Поэтому, наверное, это неверное суждение. Тем более что критики больше нет. Вот это моя…

То есть вашей профессии не существует? Вы имеете в виду — не профессии, а критики как текста?

Нет, больше нет такой профессии.

Профессии нет.

Больше нет профессии.

Именно литературной критики?

Литературной критики.

Потому, что есть же телевидение, кинематограф.

Есть ресторанная критика. Конечно, почему нет. Есть театральная. Театральная критика как раз есть. Потому что от набора театральных рецензий много все-таки зависит.

У нас нет или вообще нет?

Вообще нет. Особенно болезненно это для России, потому что русская литературная критика — это такой текст глубокого дыхания. Потому что он призван оценить литературный текст с точки зрения его актуальности, его продуктивности, исполнения им каких-то общественных ожиданий или нет. Есть очень простой различительный признак. В «Нью-Йоркере» нет отрицательных рецензий. Вот это тот рубеж, за которым критика исчезает.

Исчезает.

У меня нет толку, нет времени, нет сил тратить свои силы на то, чтобы доказать, что это дурно. Я только либо продвигаю — это в случае бренд-менеджера или ревьюера — от самых простых: про что и почему надо купить, до более сложных. Либо это навигация. Либо это навигаторство. Есть такой современный писатель замечательный — это дама, Галина Юзефович.

Да-да. Я как раз о ней подумал.

Дочь известного прозаика, моя бывшая студентка, ныне коллега. Вот она — навигатор. Ее книга называется «Записки рыбы-лоцмана».

Да-да.

Она действует и не как критик, и не как бренд-менеджер. Критик что делает? Говорит, что столбовая дорога литературы такая-то, нужны такие-то темы, нужны такие-то жанры, Достоевский потому-то актуален, что он Гоголя развивает и переворачивает в 46-м году, когда выходят «Бедные люди», — так пишет Белинский. Ревьюер и бренд-менеджер говорит: это хорошо, поскольку написано мастеровито, актуально — купи. Да, он говорит так. Что делает навигатор? Он говорит: именно тебя я соединю с этой книгой, а тебя — с этой книгой, нет дурных книг и нет хороших книг.
◆ ◆ ◆ ◆
■ ЗАДАНИЕ A ■
В каком издании, согласно фрагменту о литературной критике, нет отрицательных рецензий?
■ ЗАДАНИЕ B ■
Продолжите фрагмент о литературной критике, начав сразу после его последней фразы.
Строки ниже представляют собой отдельный материал, никак не связанный с фрагментом.

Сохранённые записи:
◆ ◆ ◆ ◆
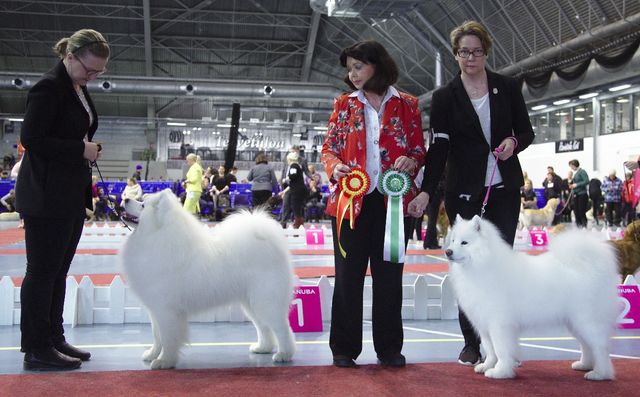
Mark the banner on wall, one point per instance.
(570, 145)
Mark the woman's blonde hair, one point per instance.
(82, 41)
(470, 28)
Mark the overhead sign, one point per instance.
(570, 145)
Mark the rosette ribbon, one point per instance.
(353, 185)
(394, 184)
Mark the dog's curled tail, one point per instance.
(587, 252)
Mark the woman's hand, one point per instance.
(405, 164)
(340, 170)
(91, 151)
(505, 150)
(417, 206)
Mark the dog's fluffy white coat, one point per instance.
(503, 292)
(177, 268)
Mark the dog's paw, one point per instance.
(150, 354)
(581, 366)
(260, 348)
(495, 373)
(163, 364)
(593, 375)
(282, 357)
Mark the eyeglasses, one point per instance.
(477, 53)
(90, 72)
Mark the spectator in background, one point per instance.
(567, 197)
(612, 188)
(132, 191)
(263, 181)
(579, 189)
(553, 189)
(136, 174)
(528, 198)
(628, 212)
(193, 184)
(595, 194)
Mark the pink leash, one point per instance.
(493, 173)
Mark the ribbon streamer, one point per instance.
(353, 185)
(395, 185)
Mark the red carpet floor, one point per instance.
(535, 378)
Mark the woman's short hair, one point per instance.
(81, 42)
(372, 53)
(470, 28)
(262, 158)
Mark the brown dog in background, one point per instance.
◆ ◆ ◆ ◆
■ ПИСЬМЕННЫЙ ОТВЕТ A ■
В «Нью-Йоркере».

■ ПИСЬМЕННЫЙ ОТВЕТ B ■
Это очень интересно и очень важно.

Это тоже как гаджет с котенком. Да, это абсолютно та же ситуация. Ты еще не знаешь, что тебе такие-то книги подходят, а я за тебя знаю. Я очень с большим уважением отношусь к Гале Юзефович.

Она замечательная.

Она замечательная, она талантливая, что говорить. Она действующий… чуть не сказал — критик.

Да-да. Я ждал, ждал что вы скажете.

Вопреки, да-да. Действующий навигатор. Но, конечно, ее деятельность какая-то другая. Я к ней отношусь с почтением, без зависти. Но это не литературная критика.

А почему? Дмитрий Петрович, я не могу вас не спросить: почему нет-то? Литература есть, значит, критика должна быть.

Литература только называется литературой. «…как я сам меняюсь, лишь именем одним я называюсь», — да, мы помним стихотворные строчки. То, что называется литературой, было в течение времени очень разным. Ну, например: книгопечатание появилось как функция, от протестантизма в частности, да? Появилась потребность в большем количестве богослужебных текстов.

Да.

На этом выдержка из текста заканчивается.